To-do list →
a. In the deal breakers thread, what does draconis add to Amplexor's list?
b. Print the passage of the deal breakers thread between "I used to have" and "its too late.", inclusive.

Document →
# Relationship deal breakers



## Jessica5971 (Dec 8, 2008)

What would be some relationship deal breakers that you would be unwilling to negotiate?


----------



## Jessica5971 (Dec 8, 2008)

In reference to my previous post http://talkaboutmarriage.com/general-relationship-discussion/3189-mama-s-boy-should-i-stay.html


----------



## Amplexor (Feb 13, 2008)

Deal breakers

Physical abuse

Serial verbal abuse

While an affair is survivable the refusal to end one, emotional or physical is a deal breaker.

Lack of respect

Addictions


----------



## stumped (May 16, 2008)

Since I am back in "single" status my deal breakers are

-Smoking (or dip ewww)
-Drug use

And I would never deal with any type of abuse.


----------



## draconis (Oct 3, 2007)

Amplexor said:


> Deal breakers
> 
> Physical abuse
> 
> ...


:iagree: I'll add

Constant lying

draconis


----------



## MsLady (Dec 1, 2008)

Physical abuse
Drugs (well, not all drugs ) (but certainly drug abuse)
Verbal abuse
Mistreatment of children
Sexual freakiness (though that's subjective, of course)


----------



## Blanca (Jul 25, 2008)

I used to have a list...I used to think, 'i would never put up with x, y, z.' porn was on my 'i would never list.' my H got physical with me a couple times, too, and i that was a huge 'i would never.' but now, i dont know. Getting into ugly situations is a lot like the boiling frog; it heats up so slowly that by the time one realizes how bad its getting, its too late. 

so i try to just focus on how things are today, how im feeling, and how to get feeling the way i want. i dont try to predict what id do if x, y, z happens. just deal with today.


----------

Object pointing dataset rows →
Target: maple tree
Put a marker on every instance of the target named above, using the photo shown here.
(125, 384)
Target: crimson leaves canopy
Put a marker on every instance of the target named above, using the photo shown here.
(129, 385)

Solutions to each task →
a. Constant lying.

b.
I used to have a list...I used to think, 'i would never put up with x, y, z.' porn was on my 'i would never list.' my H got physical with me a couple times, too, and i that was a huge 'i would never.' but now, i dont know. Getting into ugly situations is a lot like the boiling frog; it heats up so slowly that by the time one realizes how bad its getting, its too late.